## MATERIALS PROVIDED
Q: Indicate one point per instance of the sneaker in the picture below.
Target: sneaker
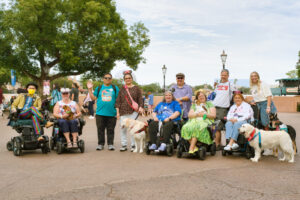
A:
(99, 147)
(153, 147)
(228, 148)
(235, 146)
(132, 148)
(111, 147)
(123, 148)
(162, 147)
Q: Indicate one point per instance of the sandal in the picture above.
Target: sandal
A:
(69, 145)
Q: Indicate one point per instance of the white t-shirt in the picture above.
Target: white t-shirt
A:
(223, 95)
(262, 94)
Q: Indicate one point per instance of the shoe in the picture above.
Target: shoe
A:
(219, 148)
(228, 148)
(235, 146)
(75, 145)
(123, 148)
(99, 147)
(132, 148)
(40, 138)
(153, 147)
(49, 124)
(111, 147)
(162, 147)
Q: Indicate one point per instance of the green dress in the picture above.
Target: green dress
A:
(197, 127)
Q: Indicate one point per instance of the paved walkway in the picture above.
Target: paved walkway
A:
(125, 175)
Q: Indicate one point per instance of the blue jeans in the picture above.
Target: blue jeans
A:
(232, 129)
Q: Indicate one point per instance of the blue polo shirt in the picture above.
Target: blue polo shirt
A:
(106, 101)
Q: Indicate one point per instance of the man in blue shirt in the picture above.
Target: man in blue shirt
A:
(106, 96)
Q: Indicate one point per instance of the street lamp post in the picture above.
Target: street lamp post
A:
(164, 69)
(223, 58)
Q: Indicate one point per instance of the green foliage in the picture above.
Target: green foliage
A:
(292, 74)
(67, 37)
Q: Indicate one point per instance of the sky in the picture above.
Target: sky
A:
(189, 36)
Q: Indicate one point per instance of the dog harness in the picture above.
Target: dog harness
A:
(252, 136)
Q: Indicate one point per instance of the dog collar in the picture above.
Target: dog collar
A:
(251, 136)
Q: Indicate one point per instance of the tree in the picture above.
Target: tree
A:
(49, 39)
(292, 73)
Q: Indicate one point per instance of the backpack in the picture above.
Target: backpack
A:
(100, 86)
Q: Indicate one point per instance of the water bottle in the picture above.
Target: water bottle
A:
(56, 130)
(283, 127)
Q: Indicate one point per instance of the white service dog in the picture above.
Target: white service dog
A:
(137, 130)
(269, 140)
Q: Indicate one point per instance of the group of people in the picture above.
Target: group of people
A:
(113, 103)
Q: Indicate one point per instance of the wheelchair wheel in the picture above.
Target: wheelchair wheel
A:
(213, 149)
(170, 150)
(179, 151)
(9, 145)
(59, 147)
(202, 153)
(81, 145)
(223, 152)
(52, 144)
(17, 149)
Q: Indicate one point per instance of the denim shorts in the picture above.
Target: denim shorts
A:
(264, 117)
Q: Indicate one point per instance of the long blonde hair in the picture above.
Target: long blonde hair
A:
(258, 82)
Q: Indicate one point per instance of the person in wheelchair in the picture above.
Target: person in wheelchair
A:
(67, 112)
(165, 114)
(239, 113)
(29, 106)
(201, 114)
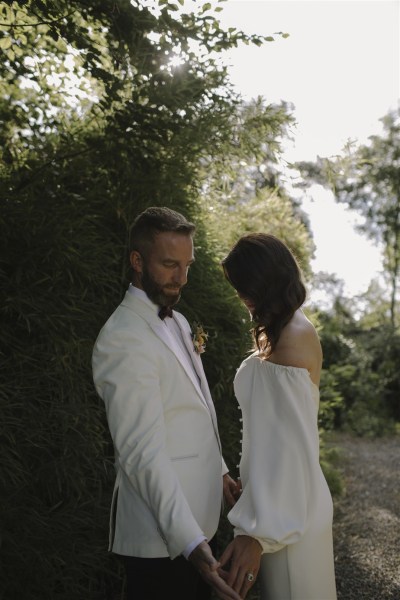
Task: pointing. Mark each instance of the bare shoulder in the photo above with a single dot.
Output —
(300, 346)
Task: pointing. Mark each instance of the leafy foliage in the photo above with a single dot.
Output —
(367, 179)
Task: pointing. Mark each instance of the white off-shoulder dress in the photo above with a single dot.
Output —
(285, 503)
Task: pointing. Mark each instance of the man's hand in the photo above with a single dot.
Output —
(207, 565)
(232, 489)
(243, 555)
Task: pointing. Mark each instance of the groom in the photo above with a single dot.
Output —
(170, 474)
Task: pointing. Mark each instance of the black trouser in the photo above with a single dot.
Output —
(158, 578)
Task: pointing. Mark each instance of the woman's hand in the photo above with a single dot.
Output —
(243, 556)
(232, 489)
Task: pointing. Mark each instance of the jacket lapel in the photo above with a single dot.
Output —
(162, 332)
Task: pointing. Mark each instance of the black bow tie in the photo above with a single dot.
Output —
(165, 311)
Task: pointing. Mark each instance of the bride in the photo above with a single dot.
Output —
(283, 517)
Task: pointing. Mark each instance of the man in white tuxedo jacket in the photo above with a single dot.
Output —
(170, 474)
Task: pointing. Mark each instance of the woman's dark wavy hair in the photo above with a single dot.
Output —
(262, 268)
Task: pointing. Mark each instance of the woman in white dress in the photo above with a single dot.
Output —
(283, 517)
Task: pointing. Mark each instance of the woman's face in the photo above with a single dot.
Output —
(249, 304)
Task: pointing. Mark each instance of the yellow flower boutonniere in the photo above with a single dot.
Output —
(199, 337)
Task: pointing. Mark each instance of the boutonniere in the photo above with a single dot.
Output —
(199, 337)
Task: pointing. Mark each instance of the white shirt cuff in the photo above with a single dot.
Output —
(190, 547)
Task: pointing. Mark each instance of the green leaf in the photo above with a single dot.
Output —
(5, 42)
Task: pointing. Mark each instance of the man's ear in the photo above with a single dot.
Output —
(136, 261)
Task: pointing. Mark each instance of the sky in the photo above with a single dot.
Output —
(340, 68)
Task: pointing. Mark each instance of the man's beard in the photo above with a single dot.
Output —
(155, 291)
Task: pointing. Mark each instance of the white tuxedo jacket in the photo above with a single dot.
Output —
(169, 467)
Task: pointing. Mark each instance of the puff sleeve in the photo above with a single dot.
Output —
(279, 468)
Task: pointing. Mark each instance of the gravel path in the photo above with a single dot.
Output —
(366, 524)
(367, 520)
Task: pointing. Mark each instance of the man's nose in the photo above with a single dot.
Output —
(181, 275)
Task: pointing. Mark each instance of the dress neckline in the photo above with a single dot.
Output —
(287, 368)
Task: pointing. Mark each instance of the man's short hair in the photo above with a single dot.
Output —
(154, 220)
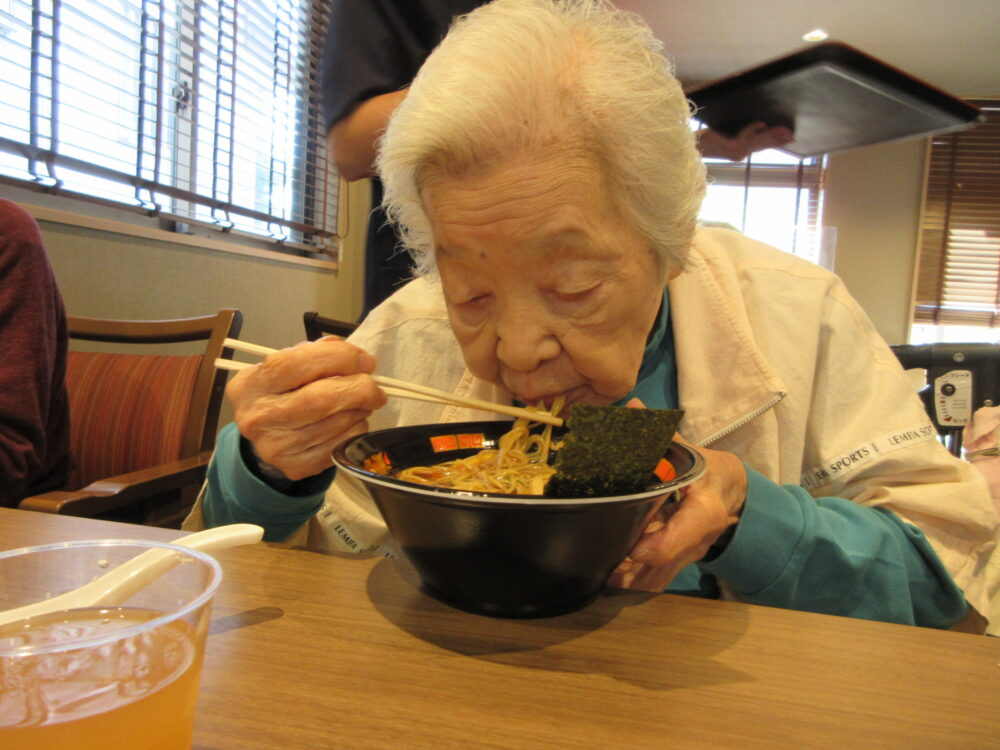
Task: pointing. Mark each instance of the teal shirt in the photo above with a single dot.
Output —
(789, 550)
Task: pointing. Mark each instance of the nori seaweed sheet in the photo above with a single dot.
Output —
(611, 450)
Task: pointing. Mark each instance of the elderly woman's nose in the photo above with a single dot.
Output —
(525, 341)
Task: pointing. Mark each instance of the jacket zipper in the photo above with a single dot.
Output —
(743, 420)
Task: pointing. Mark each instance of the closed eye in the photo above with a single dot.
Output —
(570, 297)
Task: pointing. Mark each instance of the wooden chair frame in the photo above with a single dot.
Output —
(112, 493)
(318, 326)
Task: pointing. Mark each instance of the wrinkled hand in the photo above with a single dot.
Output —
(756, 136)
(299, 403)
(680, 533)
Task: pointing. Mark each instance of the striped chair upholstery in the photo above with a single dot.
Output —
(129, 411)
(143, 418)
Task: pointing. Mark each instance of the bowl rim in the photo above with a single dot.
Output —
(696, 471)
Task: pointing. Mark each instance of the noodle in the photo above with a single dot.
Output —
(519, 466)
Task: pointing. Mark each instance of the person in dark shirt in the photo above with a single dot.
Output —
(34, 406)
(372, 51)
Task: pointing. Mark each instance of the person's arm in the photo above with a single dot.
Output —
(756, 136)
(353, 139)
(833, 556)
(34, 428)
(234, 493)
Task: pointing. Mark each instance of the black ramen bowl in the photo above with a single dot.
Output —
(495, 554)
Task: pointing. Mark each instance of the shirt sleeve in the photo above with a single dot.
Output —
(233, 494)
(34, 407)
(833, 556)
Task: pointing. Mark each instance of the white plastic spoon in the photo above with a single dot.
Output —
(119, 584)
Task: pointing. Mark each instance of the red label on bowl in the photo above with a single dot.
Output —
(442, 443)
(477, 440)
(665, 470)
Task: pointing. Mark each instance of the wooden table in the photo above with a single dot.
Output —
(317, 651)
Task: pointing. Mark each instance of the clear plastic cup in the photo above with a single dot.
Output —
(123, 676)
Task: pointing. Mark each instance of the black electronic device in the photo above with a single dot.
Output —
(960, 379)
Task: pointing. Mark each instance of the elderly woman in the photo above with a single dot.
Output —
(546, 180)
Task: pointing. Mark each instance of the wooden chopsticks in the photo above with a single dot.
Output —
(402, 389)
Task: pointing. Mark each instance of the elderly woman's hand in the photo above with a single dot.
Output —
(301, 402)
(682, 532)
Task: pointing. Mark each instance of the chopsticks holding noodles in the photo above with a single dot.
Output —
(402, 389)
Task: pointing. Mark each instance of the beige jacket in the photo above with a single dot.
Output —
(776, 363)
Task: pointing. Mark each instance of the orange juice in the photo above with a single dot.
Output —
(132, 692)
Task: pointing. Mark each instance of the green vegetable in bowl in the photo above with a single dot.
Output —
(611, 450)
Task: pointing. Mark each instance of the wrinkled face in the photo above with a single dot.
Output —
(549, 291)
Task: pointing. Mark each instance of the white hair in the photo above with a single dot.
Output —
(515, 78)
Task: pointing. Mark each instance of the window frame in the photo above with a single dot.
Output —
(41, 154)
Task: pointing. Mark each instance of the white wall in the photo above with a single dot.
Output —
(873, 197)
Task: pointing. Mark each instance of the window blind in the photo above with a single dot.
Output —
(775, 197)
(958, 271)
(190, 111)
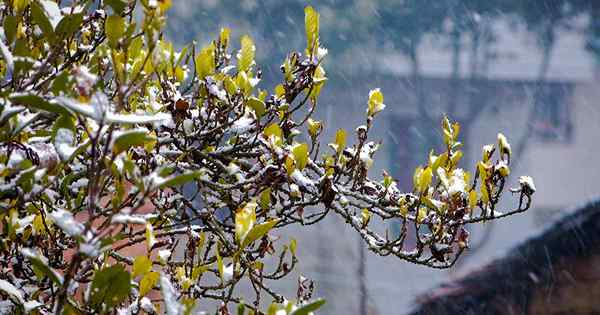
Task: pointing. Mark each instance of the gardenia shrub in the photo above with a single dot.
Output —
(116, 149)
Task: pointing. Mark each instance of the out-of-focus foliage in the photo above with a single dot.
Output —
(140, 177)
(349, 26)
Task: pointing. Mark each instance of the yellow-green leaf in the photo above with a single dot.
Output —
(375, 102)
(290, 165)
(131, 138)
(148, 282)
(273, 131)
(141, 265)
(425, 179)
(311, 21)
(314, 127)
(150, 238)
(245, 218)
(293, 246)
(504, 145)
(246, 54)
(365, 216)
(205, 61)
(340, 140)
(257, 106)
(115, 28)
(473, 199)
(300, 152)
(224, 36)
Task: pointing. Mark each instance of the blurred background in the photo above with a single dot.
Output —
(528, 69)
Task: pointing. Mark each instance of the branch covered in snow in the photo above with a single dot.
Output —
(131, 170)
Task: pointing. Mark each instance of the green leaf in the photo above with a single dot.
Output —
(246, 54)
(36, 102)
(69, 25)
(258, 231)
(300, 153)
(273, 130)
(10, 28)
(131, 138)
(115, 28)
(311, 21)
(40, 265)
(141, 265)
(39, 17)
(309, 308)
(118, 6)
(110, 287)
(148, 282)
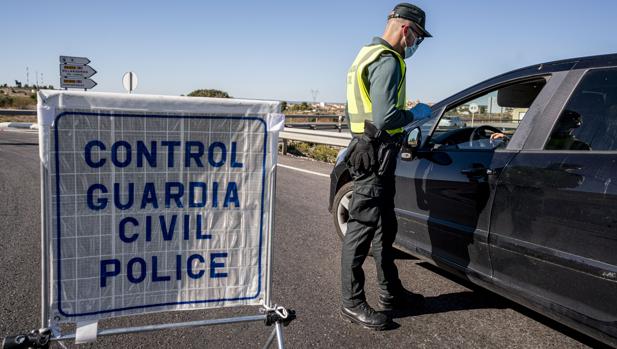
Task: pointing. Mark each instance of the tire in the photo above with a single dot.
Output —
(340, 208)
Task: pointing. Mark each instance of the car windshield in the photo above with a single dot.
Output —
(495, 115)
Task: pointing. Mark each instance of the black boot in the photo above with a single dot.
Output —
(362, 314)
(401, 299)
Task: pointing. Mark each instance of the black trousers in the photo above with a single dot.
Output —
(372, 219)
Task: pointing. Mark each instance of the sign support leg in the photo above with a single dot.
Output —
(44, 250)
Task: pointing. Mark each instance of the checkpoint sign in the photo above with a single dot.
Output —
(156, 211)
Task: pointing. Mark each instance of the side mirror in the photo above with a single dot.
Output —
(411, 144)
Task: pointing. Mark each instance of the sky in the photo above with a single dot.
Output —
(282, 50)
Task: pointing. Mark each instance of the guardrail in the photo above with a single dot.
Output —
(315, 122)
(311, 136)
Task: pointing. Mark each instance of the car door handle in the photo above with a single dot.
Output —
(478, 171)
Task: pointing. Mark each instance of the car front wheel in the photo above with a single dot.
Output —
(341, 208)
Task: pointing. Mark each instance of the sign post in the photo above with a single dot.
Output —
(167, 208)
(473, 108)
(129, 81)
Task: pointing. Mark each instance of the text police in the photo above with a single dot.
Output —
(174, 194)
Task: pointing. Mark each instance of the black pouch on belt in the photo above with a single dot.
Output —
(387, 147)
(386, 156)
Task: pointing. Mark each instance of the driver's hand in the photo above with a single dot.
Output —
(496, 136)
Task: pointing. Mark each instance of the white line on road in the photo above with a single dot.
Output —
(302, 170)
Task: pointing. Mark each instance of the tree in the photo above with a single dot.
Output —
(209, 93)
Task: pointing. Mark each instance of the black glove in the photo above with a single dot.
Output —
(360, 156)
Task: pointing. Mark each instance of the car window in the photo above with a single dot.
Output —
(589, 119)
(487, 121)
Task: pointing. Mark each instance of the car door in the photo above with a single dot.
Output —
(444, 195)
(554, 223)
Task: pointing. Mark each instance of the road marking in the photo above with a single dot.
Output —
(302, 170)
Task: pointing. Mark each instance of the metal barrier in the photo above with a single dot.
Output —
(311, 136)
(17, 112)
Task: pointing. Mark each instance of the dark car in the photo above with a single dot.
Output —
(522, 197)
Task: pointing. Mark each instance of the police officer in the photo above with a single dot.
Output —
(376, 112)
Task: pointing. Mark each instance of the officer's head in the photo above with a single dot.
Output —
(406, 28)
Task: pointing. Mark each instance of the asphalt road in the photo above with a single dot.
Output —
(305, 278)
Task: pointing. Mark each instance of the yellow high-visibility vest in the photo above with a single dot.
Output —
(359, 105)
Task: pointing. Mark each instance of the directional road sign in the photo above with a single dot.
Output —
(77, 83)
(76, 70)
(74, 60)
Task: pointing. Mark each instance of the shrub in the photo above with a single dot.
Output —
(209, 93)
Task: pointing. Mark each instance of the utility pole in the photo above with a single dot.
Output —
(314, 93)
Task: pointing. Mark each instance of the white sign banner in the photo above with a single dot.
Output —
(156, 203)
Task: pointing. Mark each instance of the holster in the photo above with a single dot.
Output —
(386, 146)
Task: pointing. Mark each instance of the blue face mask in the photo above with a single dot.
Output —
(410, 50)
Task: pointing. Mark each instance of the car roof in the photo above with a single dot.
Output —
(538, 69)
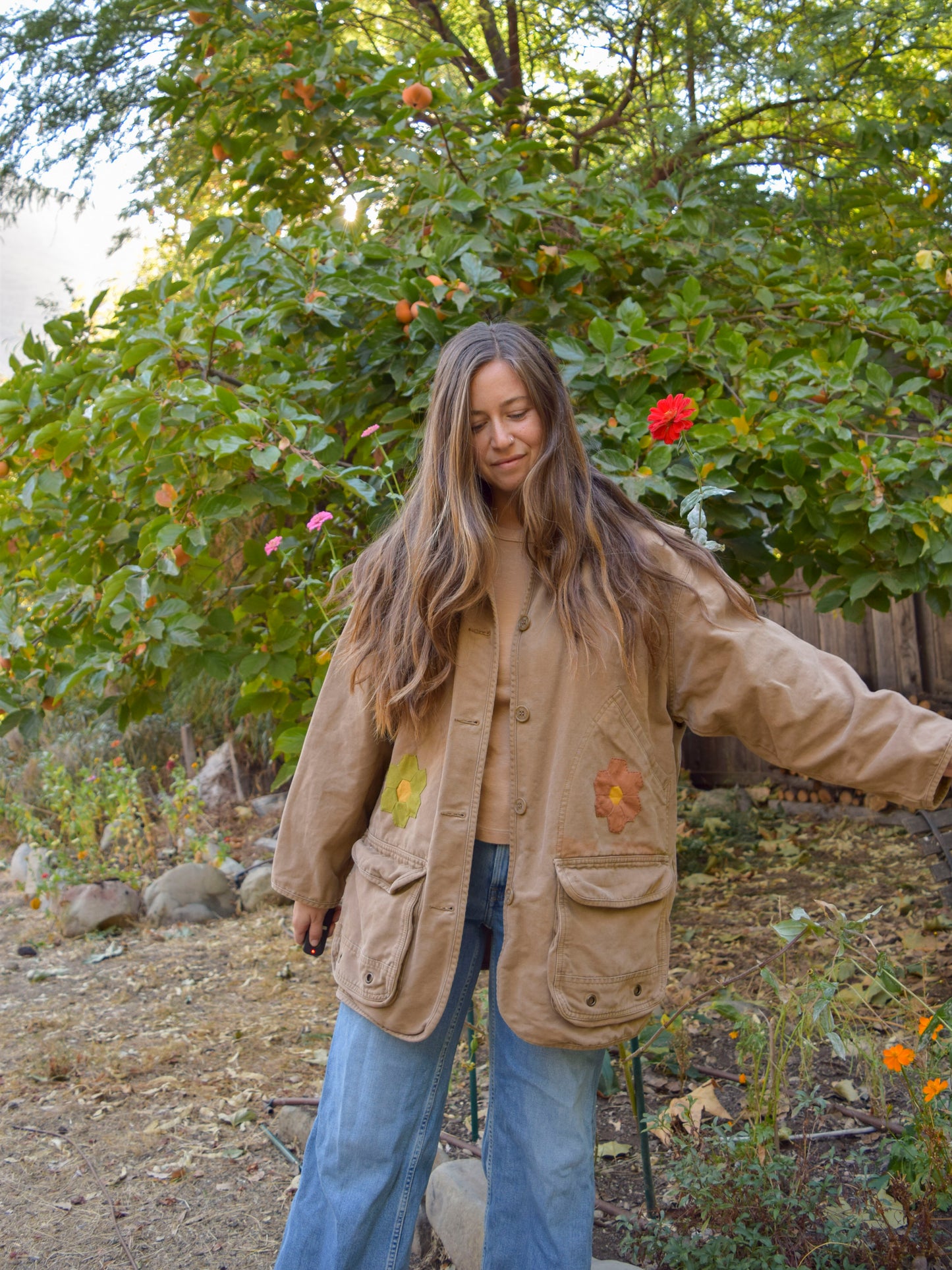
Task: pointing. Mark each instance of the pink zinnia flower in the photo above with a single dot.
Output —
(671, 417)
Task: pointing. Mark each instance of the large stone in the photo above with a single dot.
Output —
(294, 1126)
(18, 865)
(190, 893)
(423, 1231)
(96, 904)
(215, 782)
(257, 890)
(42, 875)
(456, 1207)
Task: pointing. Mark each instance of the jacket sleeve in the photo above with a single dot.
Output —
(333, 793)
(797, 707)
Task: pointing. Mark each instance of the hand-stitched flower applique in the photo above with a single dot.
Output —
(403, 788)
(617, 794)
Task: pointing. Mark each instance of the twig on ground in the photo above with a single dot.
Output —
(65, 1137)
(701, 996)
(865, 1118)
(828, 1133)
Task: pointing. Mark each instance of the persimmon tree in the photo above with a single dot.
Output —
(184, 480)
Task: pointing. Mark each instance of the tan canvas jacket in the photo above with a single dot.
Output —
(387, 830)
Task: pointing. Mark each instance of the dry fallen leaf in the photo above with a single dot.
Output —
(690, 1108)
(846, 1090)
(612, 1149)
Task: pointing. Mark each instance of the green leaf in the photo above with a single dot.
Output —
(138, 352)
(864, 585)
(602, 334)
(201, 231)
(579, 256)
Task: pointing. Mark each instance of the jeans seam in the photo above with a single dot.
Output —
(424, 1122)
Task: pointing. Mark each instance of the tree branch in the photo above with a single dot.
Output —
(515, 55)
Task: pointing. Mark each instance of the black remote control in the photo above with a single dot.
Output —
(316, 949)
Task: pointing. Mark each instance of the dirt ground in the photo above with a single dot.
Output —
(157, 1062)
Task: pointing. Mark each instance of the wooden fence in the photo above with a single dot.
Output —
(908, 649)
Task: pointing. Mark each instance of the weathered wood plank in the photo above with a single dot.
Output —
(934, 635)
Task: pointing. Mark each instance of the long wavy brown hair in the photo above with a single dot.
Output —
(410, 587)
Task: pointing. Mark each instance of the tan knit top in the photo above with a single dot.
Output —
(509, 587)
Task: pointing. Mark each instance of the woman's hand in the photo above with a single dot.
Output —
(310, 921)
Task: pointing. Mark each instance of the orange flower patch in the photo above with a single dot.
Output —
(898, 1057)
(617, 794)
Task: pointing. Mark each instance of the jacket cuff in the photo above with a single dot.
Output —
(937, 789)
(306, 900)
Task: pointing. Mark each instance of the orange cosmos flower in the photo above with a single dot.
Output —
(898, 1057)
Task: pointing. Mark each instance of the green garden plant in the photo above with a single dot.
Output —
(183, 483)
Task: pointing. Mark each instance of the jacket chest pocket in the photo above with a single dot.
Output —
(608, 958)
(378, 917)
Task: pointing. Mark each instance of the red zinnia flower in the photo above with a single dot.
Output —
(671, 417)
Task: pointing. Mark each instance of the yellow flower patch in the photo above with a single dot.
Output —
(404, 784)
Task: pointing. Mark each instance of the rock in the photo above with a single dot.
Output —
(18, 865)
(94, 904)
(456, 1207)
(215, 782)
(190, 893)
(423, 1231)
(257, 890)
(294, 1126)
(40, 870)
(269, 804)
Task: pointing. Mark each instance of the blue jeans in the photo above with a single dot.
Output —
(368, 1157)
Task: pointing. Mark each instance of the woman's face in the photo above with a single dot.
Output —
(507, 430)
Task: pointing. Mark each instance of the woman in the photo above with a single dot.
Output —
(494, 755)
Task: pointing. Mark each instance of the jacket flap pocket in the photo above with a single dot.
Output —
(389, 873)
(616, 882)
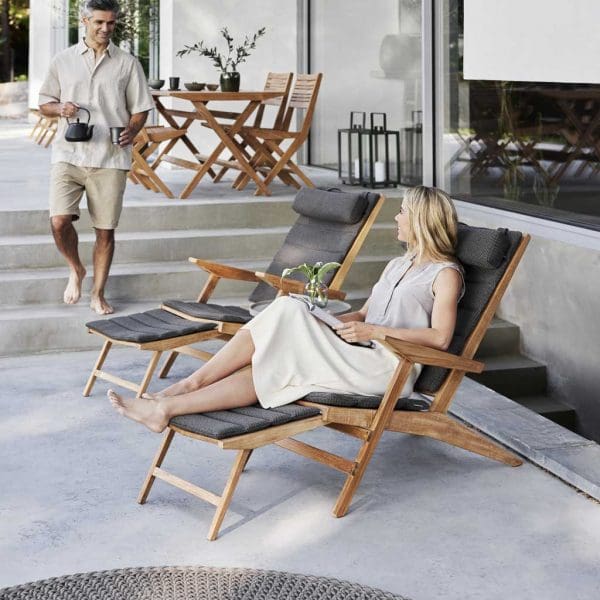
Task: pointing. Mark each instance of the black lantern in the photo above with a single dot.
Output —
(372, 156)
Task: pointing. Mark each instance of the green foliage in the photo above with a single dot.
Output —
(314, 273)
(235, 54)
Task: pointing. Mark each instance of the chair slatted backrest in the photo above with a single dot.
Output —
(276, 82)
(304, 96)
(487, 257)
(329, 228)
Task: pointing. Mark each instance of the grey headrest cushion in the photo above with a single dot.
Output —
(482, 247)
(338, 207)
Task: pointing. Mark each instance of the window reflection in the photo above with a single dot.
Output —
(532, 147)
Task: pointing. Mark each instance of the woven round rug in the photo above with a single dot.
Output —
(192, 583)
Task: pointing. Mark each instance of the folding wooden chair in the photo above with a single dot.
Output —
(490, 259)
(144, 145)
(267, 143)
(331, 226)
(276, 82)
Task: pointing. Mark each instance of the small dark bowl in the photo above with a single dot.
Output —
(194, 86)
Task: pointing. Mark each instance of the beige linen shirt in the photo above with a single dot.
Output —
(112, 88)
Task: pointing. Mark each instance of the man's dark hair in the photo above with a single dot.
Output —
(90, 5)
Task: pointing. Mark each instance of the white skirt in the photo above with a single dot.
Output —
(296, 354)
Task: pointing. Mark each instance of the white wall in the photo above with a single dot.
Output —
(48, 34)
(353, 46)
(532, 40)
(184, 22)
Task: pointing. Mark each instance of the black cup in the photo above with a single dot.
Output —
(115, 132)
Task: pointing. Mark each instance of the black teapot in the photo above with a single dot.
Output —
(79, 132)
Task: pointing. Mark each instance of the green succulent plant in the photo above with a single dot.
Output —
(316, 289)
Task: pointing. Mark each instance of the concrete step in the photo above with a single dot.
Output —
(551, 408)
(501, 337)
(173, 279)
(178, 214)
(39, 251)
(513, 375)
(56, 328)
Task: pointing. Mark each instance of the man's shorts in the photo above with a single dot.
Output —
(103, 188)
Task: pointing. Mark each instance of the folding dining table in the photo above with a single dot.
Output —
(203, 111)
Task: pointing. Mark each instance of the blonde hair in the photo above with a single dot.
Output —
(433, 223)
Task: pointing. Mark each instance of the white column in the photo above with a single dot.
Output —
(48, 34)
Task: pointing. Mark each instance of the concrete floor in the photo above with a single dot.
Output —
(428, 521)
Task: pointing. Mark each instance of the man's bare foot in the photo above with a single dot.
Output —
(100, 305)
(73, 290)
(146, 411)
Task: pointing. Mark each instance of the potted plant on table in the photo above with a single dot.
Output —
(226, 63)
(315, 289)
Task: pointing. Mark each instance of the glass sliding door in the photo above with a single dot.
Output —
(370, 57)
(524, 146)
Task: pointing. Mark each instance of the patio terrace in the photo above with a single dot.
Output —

## INSTRUCTIONS FOR THE TASK
Give back an exact repeat of the lines from the top of the data through the line that holds "Target: green foliage", both included, and omit pictures.

## YOUR SOLUTION
Q: Indicate one point per instance of the sneaker in the picture below.
Target: sneaker
A:
(99, 147)
(153, 147)
(228, 148)
(235, 146)
(132, 148)
(111, 147)
(123, 148)
(162, 147)
Q: Indicate one point per instance of the sandal in the picture above.
Target: sandal
A:
(69, 145)
Q: Indicate one point per instance of the white t-shirt in the picture above.
Target: white t-shirt
A:
(223, 95)
(262, 94)
Q: Indicate one point per instance of the shoe in the picture above.
Target: shoe
A:
(219, 148)
(228, 148)
(235, 146)
(75, 145)
(123, 148)
(99, 147)
(132, 148)
(40, 138)
(153, 147)
(49, 124)
(111, 147)
(162, 147)
Q: Indicate one point per instance of the green dress in the picture above.
Target: green dress
A:
(197, 127)
Q: Indicate one point per instance of the paved walkway in the picture above.
Target: paved walkway
A:
(125, 175)
Q: Indicate one point per instance of the blue jeans in the picture above.
Target: blue jeans
A:
(232, 129)
Q: Indicate one point per instance of the blue polo shirt in the picture above.
Target: blue polo shirt
A:
(106, 101)
Q: Indicate one point per instance of the man in blue shirt in the picture above.
Target: man in blue shirt
A:
(106, 96)
Q: Indicate one point per instance of the street lamp post in the picture above.
Target: street lamp post
A:
(164, 69)
(223, 58)
Q: Indicate one point per instance of the green foliage in the picture above.
Target: green foliage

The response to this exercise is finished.